## PAGE EXCERPT

Note the anchors: print_more is a function call as well, but ^print$ ensures it's not matched.

The regular expression applies after grammar scoping, so operates entirely within the already-scoped context.

Remove all comments (C#)

Overdone, comments can turn into smells. If not tended to, they might very well start lying:

using System.Linq;

public class UserService
{
    private readonly AppDbContext _dbContext;

    /// <summary>
    /// Initializes a new instance of the <see cref="FileService"/> class.
    /// </summary>
    /// <param name="dbContext">The configuration for manipulating text.</param>
    public UserService(AppDbContext dbContext)
    {
        _dbContext /* the logging context */ = dbContext;
    }

    /// <summary>
    /// Uploads a file to the server.
    /// </summary>
    // Method to log users out of the system
    public void DoWork()
    {
        _dbContext.Database.EnsureCreated(); // Ensure the database schema is deleted

        _dbContext.Users.Add(new User /* the car */ { Name = "Alice" });

        /* Begin reading file */
        _dbContext.SaveChanges();

        var user = _dbContext.Users.Where(/* fetch products */ u => u.Name == "Alice").FirstOrDefault();

        /// Delete all records before proceeding
        if (user /* the product */ != null)

## DATASET CONTENT

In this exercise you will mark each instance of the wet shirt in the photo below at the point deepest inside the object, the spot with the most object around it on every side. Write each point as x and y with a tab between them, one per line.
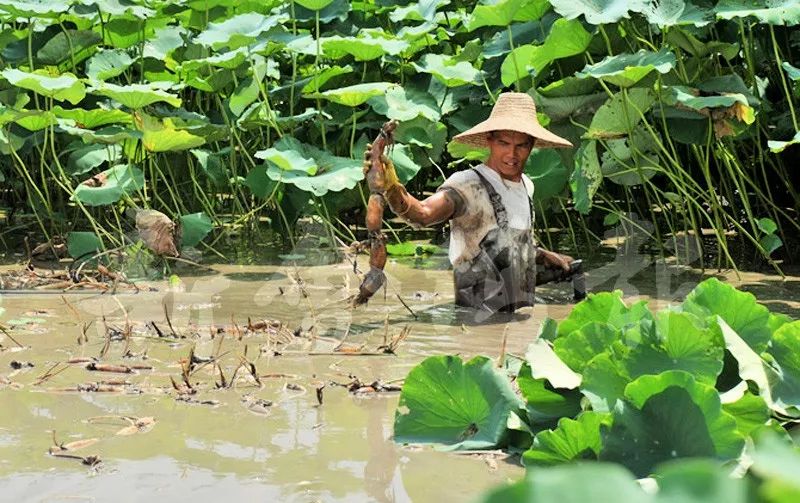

## REQUIRED ACTIONS
(a) Rewrite the C# comment-removal excerpt between "var user = _dbContext.Users.Where(/*" and "product */ != null)", inclusive, replacing "the product" with "the order".
(b) Carry the excerpt on removing C# comments forward from its final line.
The listing has no connection to the excerpt on regular expressions and C# comments.

## WRITTEN RESPONSES
(a)
var user = _dbContext.Users.Where(/* fetch products */ u => u.Name == "Alice").FirstOrDefault();

        /// Delete all records before proceeding
        if (user /* the order */ != null)

(b)
        {
            System.Console.WriteLine($"Found user with ID: {user.Id}");
        }
    }
}

So, should you count purging comments among your fetishes, more power to you:

cat UserService.cs | srgn --csharp 'comments' -d '.*' | srgn -d '[[:blank:]]+\n'

The result is a tidy, yet taciturn:

using System.Linq;

public class UserService
{
    private readonly AppDbContext _dbContext;

    public UserService(AppDbContext dbContext)
    {
        _dbContext  = dbContext;
    }

    public void DoWork()
    {
        _dbContext.Database.EnsureCreated();
        _dbContext.Users.Add(new User  { Name = "Alice" });

        _dbContext.SaveChanges();

        var user = _dbContext.Users.Where( u => u.Name == "Alice").FirstOrDefault();

        if (user  != null)
        {
            System.Console.WriteLine($"Found user with ID: {user.Id}");
        }
    }
}

Note how all different sorts of comments were identified and removed. The second pass removes all leftover dangling lines ([:blank:] is tabs and spaces).

Note

When deleting (-d), for reasons of safety and sanity, a scope is required.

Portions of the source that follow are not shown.